Location identification items:
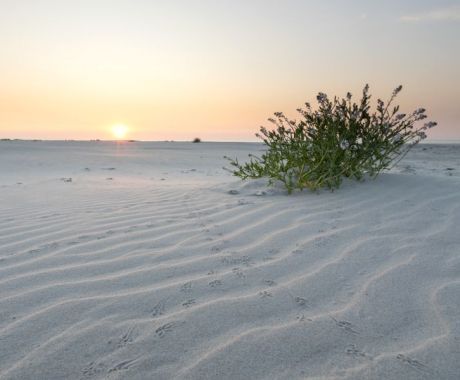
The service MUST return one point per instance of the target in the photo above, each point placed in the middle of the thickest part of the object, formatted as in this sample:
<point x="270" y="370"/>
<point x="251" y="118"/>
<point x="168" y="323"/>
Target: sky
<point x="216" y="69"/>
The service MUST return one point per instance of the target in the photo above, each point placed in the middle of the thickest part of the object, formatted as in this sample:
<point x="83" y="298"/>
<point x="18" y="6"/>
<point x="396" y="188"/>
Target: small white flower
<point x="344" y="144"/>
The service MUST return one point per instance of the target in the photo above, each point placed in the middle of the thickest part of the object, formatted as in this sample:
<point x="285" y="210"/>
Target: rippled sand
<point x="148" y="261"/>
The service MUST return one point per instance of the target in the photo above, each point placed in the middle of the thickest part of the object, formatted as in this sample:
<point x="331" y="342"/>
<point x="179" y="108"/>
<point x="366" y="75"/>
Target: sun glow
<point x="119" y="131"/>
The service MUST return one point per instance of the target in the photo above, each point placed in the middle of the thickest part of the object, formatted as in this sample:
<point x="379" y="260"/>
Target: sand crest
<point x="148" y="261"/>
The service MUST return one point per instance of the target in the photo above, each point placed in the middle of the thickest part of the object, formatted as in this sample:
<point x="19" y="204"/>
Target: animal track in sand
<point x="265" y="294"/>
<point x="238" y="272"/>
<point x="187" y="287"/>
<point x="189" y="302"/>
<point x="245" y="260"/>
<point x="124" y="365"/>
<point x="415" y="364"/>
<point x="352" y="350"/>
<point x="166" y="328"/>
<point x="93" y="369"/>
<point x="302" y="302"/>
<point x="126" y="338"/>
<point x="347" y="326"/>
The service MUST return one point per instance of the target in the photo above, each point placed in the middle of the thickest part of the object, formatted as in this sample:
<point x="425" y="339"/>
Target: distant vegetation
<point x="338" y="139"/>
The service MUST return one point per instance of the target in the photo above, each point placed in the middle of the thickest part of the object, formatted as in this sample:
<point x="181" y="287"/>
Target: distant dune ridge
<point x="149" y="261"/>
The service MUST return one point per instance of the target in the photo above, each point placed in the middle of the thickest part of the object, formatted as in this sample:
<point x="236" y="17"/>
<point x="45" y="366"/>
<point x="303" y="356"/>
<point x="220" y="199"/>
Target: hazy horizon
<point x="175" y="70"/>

---

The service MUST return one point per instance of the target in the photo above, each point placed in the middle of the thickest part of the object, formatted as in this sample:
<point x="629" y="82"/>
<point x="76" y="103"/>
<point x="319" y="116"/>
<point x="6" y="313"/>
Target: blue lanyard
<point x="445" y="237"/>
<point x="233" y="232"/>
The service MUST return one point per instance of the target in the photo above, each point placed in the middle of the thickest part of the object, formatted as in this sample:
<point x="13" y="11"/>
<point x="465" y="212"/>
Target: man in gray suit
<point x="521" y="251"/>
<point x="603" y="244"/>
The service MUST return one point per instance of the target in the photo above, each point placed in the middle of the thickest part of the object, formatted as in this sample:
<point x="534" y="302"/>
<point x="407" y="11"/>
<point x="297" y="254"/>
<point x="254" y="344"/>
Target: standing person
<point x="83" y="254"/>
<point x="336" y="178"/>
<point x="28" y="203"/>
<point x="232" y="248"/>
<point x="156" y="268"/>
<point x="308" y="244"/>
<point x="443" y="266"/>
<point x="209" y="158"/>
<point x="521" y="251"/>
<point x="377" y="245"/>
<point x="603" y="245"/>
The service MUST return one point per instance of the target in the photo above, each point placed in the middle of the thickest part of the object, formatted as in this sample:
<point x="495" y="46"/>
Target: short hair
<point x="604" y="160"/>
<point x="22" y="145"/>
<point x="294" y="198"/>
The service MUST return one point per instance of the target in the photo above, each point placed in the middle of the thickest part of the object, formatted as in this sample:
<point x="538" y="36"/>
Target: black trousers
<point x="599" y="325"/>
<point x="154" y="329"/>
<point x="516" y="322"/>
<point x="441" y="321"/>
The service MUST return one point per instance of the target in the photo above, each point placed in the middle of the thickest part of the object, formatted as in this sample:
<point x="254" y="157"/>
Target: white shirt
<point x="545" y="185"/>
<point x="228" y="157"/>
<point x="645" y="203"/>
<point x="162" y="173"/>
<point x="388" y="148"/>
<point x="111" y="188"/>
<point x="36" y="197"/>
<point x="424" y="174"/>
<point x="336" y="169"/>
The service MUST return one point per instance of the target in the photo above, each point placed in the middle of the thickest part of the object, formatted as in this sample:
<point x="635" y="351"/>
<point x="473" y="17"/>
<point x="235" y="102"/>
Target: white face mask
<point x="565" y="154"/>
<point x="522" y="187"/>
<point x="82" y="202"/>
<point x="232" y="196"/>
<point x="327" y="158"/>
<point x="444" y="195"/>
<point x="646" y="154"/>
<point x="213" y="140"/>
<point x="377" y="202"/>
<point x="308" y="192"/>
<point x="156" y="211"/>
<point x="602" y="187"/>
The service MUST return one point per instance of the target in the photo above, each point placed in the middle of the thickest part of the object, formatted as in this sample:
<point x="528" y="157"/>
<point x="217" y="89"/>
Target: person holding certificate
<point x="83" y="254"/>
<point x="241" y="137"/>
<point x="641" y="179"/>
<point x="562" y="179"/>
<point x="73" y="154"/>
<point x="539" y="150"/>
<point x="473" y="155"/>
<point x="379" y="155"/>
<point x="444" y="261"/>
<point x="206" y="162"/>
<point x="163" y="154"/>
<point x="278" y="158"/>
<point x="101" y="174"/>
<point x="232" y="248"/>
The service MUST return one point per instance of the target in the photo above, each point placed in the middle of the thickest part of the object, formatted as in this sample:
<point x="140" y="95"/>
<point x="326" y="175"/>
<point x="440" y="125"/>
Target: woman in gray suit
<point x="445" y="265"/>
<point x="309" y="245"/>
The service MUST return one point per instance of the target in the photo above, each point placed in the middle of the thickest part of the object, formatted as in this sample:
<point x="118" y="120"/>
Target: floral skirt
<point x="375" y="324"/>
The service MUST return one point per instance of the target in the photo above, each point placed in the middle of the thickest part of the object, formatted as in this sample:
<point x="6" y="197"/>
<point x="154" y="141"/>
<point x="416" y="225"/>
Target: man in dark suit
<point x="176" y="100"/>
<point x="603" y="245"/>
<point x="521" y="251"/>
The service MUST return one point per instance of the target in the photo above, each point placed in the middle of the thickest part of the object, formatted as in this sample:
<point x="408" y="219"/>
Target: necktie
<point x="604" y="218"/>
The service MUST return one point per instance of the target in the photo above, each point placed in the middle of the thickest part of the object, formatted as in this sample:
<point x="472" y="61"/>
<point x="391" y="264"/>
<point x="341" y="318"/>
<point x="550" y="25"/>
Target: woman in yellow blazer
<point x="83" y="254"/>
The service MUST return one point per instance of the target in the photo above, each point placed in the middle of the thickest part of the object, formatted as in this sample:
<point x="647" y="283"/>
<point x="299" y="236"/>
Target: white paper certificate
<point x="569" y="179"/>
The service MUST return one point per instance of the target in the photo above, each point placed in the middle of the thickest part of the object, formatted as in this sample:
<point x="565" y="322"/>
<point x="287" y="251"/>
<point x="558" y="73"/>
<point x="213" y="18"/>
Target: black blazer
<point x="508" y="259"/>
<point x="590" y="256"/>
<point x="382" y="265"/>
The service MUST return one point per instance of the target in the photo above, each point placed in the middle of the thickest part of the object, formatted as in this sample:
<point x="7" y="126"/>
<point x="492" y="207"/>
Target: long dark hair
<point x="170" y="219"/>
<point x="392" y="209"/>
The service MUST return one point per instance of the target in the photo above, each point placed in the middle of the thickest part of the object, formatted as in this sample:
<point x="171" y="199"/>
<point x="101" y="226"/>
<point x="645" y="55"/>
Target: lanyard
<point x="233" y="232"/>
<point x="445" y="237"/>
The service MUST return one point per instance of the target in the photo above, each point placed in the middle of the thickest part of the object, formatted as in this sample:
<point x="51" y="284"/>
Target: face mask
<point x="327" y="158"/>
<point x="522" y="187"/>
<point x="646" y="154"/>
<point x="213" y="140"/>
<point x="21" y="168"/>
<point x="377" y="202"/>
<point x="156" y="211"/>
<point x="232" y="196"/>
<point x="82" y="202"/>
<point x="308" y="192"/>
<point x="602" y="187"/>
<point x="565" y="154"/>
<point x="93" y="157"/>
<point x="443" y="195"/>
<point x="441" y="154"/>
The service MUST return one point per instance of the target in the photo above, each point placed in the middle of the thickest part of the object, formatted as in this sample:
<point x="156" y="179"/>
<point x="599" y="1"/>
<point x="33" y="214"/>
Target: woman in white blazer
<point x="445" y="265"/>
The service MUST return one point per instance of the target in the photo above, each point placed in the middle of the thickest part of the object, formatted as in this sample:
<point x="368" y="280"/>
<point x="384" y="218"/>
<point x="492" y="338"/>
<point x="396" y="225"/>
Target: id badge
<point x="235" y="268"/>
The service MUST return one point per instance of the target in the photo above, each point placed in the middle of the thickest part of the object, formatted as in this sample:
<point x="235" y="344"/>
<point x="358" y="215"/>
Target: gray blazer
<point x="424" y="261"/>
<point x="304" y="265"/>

---

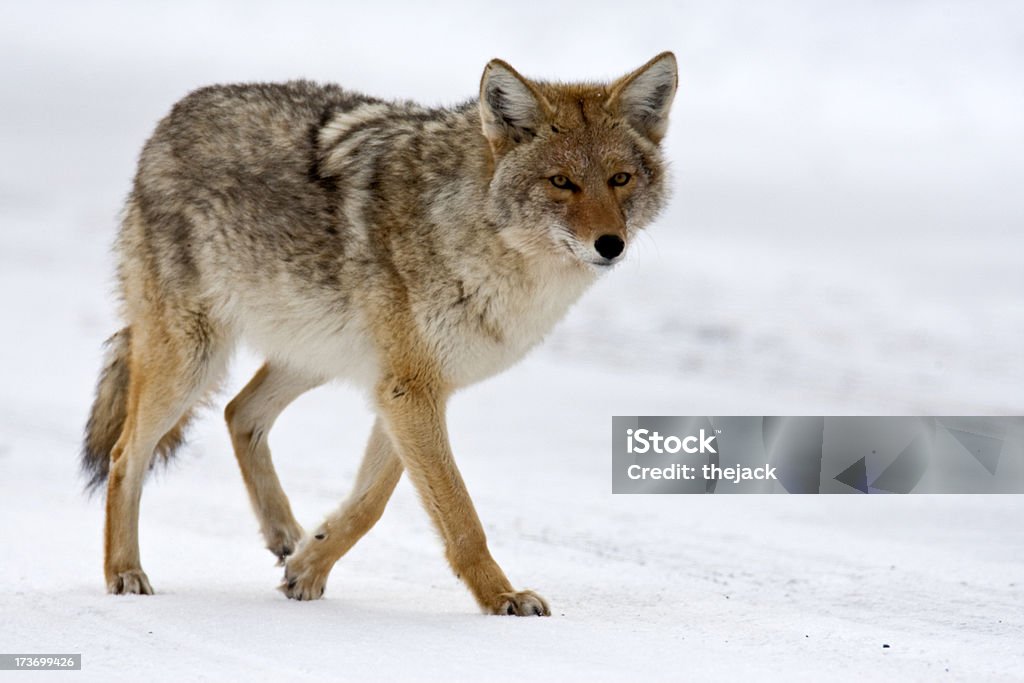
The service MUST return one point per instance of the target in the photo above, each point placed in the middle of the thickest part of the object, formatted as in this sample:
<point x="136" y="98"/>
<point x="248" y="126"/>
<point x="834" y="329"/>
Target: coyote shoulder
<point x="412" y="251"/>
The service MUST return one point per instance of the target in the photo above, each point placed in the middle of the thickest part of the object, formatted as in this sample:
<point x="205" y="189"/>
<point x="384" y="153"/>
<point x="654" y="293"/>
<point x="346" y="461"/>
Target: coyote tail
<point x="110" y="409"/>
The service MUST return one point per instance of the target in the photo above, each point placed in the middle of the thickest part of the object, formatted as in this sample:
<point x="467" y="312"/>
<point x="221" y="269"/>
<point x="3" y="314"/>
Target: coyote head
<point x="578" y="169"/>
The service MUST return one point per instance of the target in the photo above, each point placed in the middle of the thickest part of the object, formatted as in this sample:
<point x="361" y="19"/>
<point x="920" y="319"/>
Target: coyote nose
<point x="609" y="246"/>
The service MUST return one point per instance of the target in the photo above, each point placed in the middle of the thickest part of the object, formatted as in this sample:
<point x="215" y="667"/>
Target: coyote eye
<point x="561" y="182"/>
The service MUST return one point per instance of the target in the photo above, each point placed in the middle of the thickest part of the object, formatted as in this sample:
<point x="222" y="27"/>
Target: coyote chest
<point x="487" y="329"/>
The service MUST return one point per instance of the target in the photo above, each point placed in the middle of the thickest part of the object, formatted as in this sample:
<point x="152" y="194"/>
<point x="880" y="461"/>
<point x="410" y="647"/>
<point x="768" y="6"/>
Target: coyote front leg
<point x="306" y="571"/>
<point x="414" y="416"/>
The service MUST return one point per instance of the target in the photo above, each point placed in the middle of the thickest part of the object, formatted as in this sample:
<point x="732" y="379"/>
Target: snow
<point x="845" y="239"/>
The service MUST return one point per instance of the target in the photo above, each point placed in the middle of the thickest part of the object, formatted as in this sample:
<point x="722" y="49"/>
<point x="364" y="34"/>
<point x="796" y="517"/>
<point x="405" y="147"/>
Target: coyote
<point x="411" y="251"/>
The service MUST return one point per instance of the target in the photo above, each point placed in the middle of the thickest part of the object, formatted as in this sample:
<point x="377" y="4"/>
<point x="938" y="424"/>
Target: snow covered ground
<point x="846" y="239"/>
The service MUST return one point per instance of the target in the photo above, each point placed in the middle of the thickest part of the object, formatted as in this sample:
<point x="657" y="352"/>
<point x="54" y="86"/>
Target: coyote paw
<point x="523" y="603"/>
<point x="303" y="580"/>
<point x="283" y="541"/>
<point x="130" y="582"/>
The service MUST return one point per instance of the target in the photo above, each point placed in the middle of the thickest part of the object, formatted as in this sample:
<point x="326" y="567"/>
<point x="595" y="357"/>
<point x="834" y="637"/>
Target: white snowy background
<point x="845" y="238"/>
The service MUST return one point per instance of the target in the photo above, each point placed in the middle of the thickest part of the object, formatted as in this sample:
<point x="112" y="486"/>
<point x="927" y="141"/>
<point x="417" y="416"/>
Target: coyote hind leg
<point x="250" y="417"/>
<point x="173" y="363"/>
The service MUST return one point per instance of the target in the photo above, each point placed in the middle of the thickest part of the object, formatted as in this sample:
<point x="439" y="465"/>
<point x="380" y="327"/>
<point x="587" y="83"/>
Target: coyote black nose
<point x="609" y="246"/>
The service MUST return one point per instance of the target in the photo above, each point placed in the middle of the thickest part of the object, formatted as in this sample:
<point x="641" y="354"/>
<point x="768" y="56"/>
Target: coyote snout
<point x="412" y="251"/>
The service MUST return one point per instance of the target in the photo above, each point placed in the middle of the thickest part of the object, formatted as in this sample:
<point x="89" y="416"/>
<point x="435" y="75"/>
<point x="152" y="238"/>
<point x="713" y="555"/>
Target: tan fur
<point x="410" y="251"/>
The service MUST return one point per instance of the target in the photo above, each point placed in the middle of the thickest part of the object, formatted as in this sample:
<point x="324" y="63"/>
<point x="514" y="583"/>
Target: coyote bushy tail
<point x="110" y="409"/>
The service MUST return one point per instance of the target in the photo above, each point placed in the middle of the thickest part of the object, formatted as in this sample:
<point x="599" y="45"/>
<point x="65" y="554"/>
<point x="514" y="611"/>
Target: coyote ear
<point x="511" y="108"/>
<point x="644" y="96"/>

**What you are asked to do:**
Please copy out each line in the records above that contains the word "dark".

**Response:**
Target: man in dark suit
Target: long dark hair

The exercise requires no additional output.